§ Problem details
Check each line of the data below for the string "logo", then report how many lines have it and nothing else.
Data provided Start Marker
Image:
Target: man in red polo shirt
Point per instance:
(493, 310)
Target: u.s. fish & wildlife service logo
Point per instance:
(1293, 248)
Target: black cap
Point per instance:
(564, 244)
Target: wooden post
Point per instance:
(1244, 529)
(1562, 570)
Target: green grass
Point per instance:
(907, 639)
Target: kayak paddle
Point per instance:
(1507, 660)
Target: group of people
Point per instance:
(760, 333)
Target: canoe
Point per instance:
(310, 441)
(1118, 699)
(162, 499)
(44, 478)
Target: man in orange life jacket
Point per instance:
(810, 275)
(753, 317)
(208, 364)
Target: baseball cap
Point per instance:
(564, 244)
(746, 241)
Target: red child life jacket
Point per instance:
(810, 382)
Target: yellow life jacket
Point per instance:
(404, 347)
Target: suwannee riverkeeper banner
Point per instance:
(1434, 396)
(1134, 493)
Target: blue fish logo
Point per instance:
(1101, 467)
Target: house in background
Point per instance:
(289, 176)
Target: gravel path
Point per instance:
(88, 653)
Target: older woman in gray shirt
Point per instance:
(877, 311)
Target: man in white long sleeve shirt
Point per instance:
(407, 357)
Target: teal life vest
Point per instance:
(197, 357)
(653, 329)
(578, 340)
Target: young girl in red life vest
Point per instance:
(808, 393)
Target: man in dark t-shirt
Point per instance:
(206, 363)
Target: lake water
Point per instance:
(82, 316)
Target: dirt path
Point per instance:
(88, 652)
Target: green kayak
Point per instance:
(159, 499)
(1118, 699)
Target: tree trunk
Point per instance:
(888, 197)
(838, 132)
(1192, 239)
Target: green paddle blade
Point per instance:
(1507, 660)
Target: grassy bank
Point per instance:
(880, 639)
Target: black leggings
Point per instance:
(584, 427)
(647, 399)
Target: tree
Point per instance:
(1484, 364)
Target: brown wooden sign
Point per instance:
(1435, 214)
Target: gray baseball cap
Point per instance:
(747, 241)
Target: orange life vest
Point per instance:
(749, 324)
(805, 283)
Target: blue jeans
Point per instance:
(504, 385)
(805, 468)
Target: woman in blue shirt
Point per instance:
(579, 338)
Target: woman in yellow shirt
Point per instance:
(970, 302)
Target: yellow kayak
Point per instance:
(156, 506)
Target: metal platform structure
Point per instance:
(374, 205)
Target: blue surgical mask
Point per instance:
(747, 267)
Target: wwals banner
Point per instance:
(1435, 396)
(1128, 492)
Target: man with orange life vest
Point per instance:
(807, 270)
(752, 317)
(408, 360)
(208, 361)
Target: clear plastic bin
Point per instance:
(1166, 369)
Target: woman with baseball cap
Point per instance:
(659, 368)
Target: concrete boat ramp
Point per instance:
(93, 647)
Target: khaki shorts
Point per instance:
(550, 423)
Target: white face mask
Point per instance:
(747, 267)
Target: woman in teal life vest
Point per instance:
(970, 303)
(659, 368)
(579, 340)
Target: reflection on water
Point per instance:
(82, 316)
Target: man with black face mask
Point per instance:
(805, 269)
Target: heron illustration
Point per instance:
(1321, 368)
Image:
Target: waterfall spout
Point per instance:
Data provided End Marker
§ Your solution
2